- **PROBLEM TO SOLVE**
Below are records; transcribe only the line with "Kindly put a point on every instance of the metal" and those after it, through the last line, without any change.

- **PROVIDED MATERIAL**
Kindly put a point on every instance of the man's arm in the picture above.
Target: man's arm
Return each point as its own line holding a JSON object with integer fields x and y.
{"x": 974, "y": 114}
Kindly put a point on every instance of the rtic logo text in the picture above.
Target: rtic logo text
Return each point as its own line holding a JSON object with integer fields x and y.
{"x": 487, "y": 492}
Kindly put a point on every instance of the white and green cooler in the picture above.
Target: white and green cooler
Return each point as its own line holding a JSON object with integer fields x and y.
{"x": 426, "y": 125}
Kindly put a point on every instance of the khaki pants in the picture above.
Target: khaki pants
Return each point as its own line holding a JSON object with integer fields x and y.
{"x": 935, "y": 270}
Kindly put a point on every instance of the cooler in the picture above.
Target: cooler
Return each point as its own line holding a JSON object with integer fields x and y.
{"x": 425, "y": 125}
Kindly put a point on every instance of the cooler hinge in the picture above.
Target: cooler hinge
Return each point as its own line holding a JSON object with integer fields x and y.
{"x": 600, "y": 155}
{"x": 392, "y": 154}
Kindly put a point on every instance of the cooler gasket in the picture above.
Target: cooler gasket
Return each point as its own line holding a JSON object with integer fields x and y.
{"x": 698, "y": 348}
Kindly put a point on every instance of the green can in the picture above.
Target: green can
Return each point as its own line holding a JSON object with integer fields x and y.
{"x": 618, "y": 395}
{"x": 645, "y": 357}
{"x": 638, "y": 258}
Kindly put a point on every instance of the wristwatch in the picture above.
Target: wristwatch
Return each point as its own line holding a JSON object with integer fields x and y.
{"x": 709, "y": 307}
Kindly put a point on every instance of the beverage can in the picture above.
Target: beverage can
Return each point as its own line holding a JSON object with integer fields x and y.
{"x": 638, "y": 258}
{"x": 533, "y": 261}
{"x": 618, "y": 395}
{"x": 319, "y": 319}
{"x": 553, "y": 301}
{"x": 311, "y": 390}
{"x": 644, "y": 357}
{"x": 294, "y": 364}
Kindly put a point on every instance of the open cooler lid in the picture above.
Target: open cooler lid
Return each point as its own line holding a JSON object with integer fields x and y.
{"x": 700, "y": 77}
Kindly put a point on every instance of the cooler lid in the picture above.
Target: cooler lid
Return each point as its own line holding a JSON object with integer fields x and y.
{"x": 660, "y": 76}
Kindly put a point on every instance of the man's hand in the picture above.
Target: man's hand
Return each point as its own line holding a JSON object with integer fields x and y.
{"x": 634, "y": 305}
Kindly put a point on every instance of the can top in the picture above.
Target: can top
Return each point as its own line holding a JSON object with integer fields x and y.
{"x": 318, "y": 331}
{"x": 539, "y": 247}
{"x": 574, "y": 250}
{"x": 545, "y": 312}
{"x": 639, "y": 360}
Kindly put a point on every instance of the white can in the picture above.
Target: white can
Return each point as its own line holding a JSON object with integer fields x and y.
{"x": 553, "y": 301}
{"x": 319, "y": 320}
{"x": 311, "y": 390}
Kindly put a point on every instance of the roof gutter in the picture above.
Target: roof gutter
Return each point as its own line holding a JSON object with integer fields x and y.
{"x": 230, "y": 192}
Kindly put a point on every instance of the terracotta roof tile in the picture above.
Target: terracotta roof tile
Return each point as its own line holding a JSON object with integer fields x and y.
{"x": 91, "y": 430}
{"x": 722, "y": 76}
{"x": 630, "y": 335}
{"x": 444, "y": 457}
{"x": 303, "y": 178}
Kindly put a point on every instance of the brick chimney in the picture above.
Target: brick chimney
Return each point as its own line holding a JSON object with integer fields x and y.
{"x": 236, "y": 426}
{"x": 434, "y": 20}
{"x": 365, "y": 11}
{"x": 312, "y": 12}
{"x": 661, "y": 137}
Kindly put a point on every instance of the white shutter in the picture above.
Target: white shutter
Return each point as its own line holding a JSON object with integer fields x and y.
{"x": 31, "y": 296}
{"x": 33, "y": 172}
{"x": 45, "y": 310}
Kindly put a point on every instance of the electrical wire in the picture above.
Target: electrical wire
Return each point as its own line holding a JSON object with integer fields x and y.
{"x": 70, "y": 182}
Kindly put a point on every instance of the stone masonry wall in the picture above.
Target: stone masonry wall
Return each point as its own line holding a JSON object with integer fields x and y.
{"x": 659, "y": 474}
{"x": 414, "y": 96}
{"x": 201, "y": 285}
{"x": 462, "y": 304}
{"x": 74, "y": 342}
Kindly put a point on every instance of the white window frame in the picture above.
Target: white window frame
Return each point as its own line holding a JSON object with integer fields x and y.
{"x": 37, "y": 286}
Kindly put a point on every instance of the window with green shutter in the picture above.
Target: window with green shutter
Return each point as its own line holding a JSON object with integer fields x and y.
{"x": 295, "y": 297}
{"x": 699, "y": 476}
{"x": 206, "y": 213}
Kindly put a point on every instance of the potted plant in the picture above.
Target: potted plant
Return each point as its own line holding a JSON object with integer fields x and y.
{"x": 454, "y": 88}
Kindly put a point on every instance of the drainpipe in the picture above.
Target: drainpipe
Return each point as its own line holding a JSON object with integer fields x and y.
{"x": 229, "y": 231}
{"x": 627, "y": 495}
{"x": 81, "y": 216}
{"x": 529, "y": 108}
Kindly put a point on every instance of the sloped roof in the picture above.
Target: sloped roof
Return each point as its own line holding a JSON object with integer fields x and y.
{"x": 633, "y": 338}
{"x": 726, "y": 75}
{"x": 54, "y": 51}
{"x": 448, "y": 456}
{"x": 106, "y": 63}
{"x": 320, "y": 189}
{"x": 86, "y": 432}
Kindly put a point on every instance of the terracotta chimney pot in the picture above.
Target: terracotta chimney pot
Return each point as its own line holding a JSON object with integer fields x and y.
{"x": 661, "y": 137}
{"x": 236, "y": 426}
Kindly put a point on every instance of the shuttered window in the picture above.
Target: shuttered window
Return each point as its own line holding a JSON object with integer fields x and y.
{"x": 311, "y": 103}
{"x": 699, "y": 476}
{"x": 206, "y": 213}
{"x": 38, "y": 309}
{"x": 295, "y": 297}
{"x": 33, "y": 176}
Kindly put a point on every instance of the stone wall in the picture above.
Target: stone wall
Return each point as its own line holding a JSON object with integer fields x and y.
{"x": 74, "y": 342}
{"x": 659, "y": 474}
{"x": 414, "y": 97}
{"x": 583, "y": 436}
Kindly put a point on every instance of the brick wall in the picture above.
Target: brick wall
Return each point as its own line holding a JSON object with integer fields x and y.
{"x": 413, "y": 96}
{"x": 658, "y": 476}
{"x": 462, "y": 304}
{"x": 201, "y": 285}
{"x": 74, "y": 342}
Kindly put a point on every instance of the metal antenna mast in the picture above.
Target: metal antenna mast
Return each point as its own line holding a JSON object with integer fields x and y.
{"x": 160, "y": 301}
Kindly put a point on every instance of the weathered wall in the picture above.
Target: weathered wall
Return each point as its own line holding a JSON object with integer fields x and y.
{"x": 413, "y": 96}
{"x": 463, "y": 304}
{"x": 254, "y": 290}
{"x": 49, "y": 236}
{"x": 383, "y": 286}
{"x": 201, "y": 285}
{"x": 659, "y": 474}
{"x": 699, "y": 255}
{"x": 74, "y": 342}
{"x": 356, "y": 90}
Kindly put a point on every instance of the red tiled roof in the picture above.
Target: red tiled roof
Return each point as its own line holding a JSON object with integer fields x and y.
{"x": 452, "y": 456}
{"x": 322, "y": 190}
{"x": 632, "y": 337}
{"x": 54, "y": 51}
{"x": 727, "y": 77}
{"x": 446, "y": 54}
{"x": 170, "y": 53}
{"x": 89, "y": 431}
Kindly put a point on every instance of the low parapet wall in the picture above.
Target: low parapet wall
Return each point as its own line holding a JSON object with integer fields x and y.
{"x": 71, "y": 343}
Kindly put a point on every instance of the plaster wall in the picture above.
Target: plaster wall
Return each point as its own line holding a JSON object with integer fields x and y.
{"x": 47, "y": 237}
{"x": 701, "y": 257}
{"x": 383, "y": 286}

- **REPLY**
Kindly put a point on every instance of the metal antenna mast in the picture above.
Target: metal antenna mast
Return each point as its own line holding a JSON object with integer fields x and y.
{"x": 160, "y": 301}
Kindly put a point on every instance of the weathered wall in the picture above.
Target: weathered wall
Return each point as its own line holding a JSON object with integer fields x and y.
{"x": 413, "y": 96}
{"x": 463, "y": 304}
{"x": 254, "y": 290}
{"x": 49, "y": 236}
{"x": 383, "y": 286}
{"x": 201, "y": 285}
{"x": 659, "y": 474}
{"x": 699, "y": 255}
{"x": 74, "y": 342}
{"x": 356, "y": 90}
Kindly put a point on every instance of the red tiled roof in the picture above.
Target: red tiled roof
Return each point as its own line holding a JSON object with integer fields x and y.
{"x": 452, "y": 456}
{"x": 322, "y": 190}
{"x": 632, "y": 337}
{"x": 54, "y": 51}
{"x": 727, "y": 77}
{"x": 446, "y": 54}
{"x": 170, "y": 53}
{"x": 89, "y": 431}
Kindly put a point on every instance of the low parapet wall in the picture above.
Target: low parapet wall
Return each point as its own line holding a JSON object with integer fields x and y.
{"x": 71, "y": 343}
Kindly put a point on every instance of the plaster wall in the picture above.
Target: plaster wall
Return each point as its own line holding a JSON object with integer fields x and y.
{"x": 47, "y": 237}
{"x": 701, "y": 257}
{"x": 383, "y": 286}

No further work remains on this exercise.